## WORK TO COMPLETE
Transcribe the entries below line for line with no changes, leaving out the pictures.

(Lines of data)
....................

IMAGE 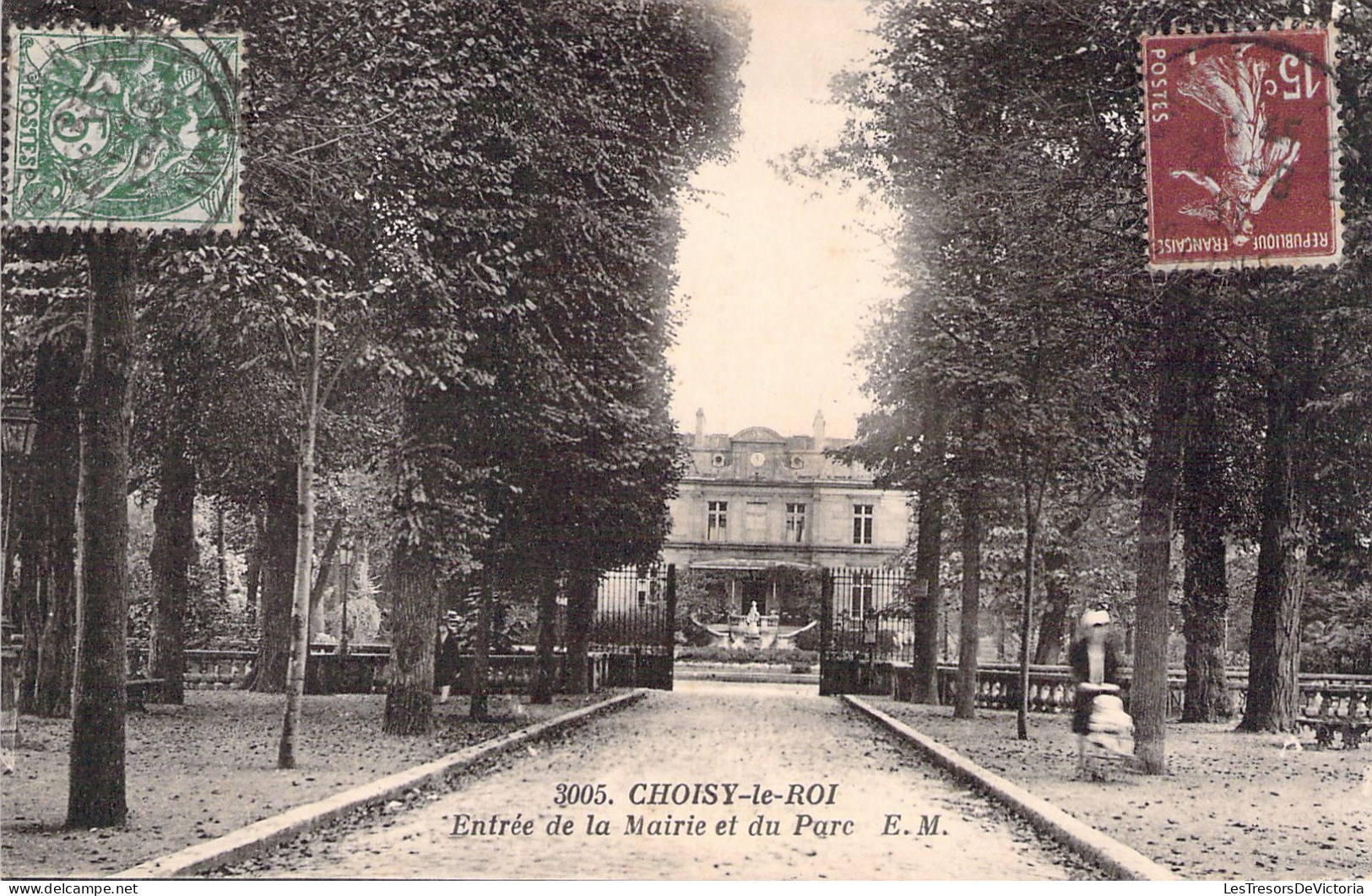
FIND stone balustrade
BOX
[129,643,610,694]
[873,663,1372,718]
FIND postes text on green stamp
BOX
[4,29,243,231]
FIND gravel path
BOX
[230,682,1096,880]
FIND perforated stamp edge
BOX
[1137,19,1345,273]
[0,22,248,237]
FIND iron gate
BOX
[819,567,915,694]
[591,565,676,690]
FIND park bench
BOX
[1297,685,1372,749]
[123,678,167,709]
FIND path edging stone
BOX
[111,687,648,880]
[843,694,1183,881]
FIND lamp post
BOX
[338,540,353,656]
[0,395,39,774]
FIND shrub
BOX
[676,646,819,671]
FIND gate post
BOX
[819,567,836,697]
[663,562,676,690]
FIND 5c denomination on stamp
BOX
[1142,26,1343,270]
[4,29,243,231]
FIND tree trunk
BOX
[467,567,496,722]
[68,232,138,828]
[20,325,83,718]
[149,426,196,704]
[1016,461,1038,741]
[1033,551,1071,665]
[1129,294,1191,775]
[382,542,439,734]
[1181,333,1234,722]
[911,405,946,704]
[243,513,266,616]
[1239,321,1312,731]
[953,472,983,719]
[310,523,343,643]
[276,298,324,768]
[251,466,296,694]
[567,571,599,694]
[531,569,557,704]
[214,503,229,608]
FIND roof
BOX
[734,426,786,444]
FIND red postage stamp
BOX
[1142,27,1343,270]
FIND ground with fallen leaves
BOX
[0,690,608,878]
[865,697,1372,880]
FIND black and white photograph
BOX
[0,0,1372,896]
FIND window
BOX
[854,503,871,545]
[744,501,767,542]
[705,501,729,542]
[786,503,805,545]
[848,573,873,619]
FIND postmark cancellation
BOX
[4,27,244,232]
[1140,24,1343,270]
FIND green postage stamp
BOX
[4,29,243,232]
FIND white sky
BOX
[670,0,893,437]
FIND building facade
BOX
[663,411,911,624]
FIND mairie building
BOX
[663,410,911,624]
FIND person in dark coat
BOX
[434,611,463,703]
[1067,609,1120,773]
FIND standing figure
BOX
[1172,44,1301,246]
[434,609,463,703]
[1067,609,1120,775]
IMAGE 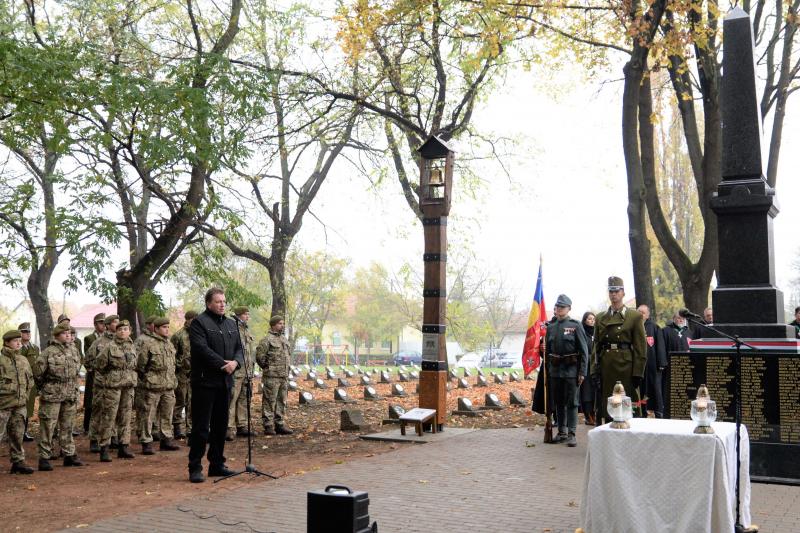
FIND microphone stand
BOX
[214,364,278,483]
[683,315,758,533]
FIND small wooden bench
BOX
[400,407,438,437]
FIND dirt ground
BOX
[0,370,543,532]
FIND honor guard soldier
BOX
[33,321,83,472]
[92,320,136,463]
[0,329,33,474]
[83,313,106,435]
[546,294,589,447]
[17,322,41,442]
[83,315,119,453]
[170,311,197,439]
[592,276,647,421]
[256,316,293,435]
[226,306,256,441]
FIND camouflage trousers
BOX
[0,407,25,463]
[92,387,133,446]
[135,389,175,444]
[38,398,77,459]
[261,377,288,428]
[228,376,247,429]
[172,376,192,433]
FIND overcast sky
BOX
[3,46,800,316]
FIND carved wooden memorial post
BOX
[419,136,454,429]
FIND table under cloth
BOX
[581,418,750,533]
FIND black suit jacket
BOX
[189,309,244,388]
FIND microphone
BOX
[678,307,703,320]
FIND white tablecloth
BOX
[581,418,750,533]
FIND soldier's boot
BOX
[100,446,111,463]
[9,461,33,474]
[158,439,181,452]
[117,444,136,459]
[64,454,86,466]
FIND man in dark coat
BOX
[637,305,667,418]
[189,287,244,483]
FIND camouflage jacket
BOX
[136,335,178,391]
[93,338,136,389]
[19,343,42,368]
[83,331,114,372]
[0,346,33,410]
[256,331,290,378]
[170,326,192,380]
[33,341,81,402]
[233,318,256,379]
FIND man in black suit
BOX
[189,287,244,483]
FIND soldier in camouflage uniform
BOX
[83,313,106,435]
[0,330,33,474]
[92,320,136,463]
[226,306,256,441]
[83,315,119,453]
[33,326,83,472]
[256,316,293,435]
[136,318,180,455]
[17,322,41,442]
[170,311,197,439]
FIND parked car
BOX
[392,351,422,366]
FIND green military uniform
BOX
[135,319,178,454]
[256,331,291,432]
[92,328,137,457]
[33,326,81,462]
[228,308,255,438]
[0,330,33,474]
[592,278,647,421]
[170,320,197,435]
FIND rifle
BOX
[542,325,553,444]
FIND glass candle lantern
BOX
[607,381,633,429]
[692,385,717,434]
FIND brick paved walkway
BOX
[81,427,800,533]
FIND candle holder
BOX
[692,385,717,435]
[606,381,633,429]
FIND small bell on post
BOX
[606,381,633,429]
[692,385,717,435]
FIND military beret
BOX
[3,329,22,342]
[556,294,572,307]
[53,326,69,337]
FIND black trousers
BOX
[83,372,94,433]
[189,384,231,472]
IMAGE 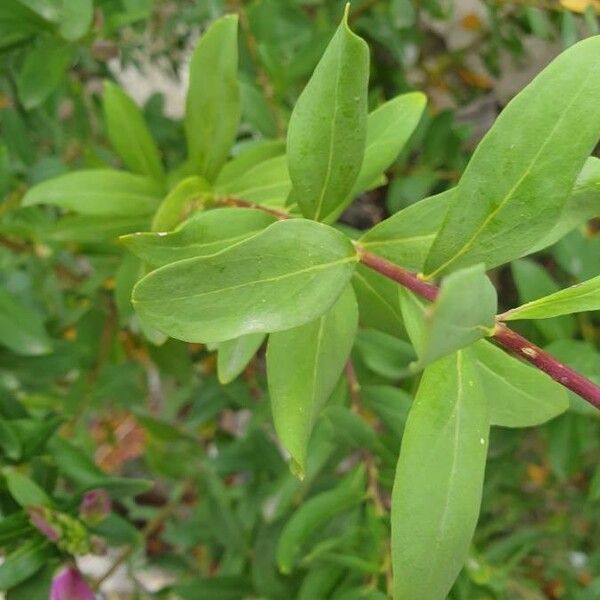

....................

## ANSWER BELOW
IMAGE 
FIND stone balustrade
BOX
[129,643,610,694]
[873,663,1372,718]
FIND postes text on green stamp
BOX
[4,29,243,231]
FIND gravel path
BOX
[230,682,1096,880]
FIND perforated stamp edge
BOX
[1137,19,1345,273]
[0,22,248,237]
FIND iron gate
BOX
[819,567,915,694]
[591,565,676,690]
FIND park bench
BOX
[1297,685,1372,749]
[123,678,167,709]
FIND path edging stone
BOX
[111,687,648,880]
[843,694,1183,881]
FIND lamp post
BOX
[338,540,353,656]
[0,395,39,774]
FIND shrub
BOX
[676,646,819,671]
FIND gate post
BOX
[819,567,836,697]
[663,562,676,690]
FIND 5c denomination on stamp
BOX
[1142,26,1343,270]
[4,29,243,231]
FIND tree trunk
BOX
[467,567,496,722]
[68,232,138,828]
[20,325,83,718]
[149,426,196,704]
[1016,461,1038,741]
[1033,551,1071,665]
[1129,294,1191,775]
[382,542,439,734]
[1181,333,1234,722]
[911,405,946,704]
[243,513,266,616]
[1239,321,1312,731]
[953,472,983,719]
[310,523,343,643]
[276,298,324,768]
[251,466,296,694]
[567,571,599,694]
[531,569,557,704]
[214,503,229,608]
FIND roof
BOX
[734,426,786,444]
FIND red postage stamp
BOX
[1142,27,1343,270]
FIND ground with fallen leaves
BOX
[0,690,608,878]
[865,697,1372,880]
FIND black and white photograph
BOX
[0,0,1372,896]
FIND window
BOX
[854,503,871,545]
[744,501,767,542]
[705,501,729,542]
[786,503,805,545]
[848,573,873,619]
FIND postmark cancellation
BOX
[4,27,244,232]
[1140,24,1343,270]
FIND green postage stamp
BOX
[4,29,243,232]
FIND white sky
BOX
[670,0,893,437]
FIND building facade
BOX
[663,411,911,624]
FIND mairie building
BOX
[663,410,911,624]
FIND person in dark coat
BOX
[434,611,463,703]
[1067,609,1120,773]
FIND standing figure
BOX
[1172,44,1301,246]
[434,609,463,703]
[1067,609,1120,775]
IMAGE 
FIND microphone stand
BOX
[214,364,278,483]
[683,315,758,533]
FIND small wooden bench
BOX
[400,407,438,437]
FIND dirt ground
BOX
[0,370,543,532]
FIND honor guard soldier
BOX
[33,321,83,472]
[92,320,136,463]
[0,329,33,474]
[83,313,106,435]
[546,294,589,447]
[17,322,41,442]
[83,315,119,453]
[170,311,197,439]
[592,276,647,421]
[256,316,293,435]
[226,306,256,441]
FIND camouflage trousers
BOX
[0,407,25,463]
[92,387,133,446]
[135,389,175,444]
[38,398,77,459]
[261,377,288,428]
[228,376,247,429]
[172,376,192,433]
FIND overcast sky
BOX
[3,46,800,316]
FIND carved wooden memorial post
BOX
[419,136,454,429]
FIND table under cloth
BOX
[581,418,750,533]
FIND black suit jacket
BOX
[189,309,244,388]
FIND microphone
BOX
[678,307,703,320]
FIND white tablecloth
BOX
[581,418,750,533]
FIND soldier's boot
BOX
[100,446,111,463]
[9,461,33,474]
[158,439,181,452]
[117,444,136,459]
[64,454,86,466]
FIND man in dark coat
BOX
[637,305,667,418]
[189,287,244,483]
FIND camouflage jacket
BOX
[136,335,178,391]
[93,338,136,389]
[19,343,42,368]
[83,331,114,372]
[0,346,33,410]
[256,331,290,378]
[170,326,192,380]
[33,341,81,402]
[233,318,256,379]
FIND man in black suit
BOX
[189,287,244,483]
FIND soldier in camouflage uniform
BOX
[83,313,106,435]
[0,330,33,474]
[92,320,136,463]
[226,306,256,441]
[83,315,119,453]
[33,326,83,472]
[256,316,293,435]
[136,318,180,455]
[17,322,41,442]
[170,311,197,439]
FIND parked car
BOX
[392,351,422,366]
FIND green military uniform
BOX
[135,319,178,454]
[256,331,291,432]
[92,328,137,457]
[33,326,81,462]
[228,308,255,438]
[0,330,33,474]
[592,278,647,421]
[170,320,197,435]
FIND rifle
BOX
[542,325,553,444]
FIND glass candle lantern
BOX
[607,381,633,429]
[692,385,717,434]
FIND brick paved walkway
BOX
[81,427,800,533]
FIND candle holder
BOX
[692,385,717,435]
[606,381,633,429]
FIND small bell on post
BOX
[606,381,633,429]
[692,385,717,435]
FIND military beret
BOX
[3,329,22,342]
[556,294,572,307]
[53,326,69,337]
FIND black trousers
BOX
[83,372,94,433]
[189,384,231,472]
IMAGE 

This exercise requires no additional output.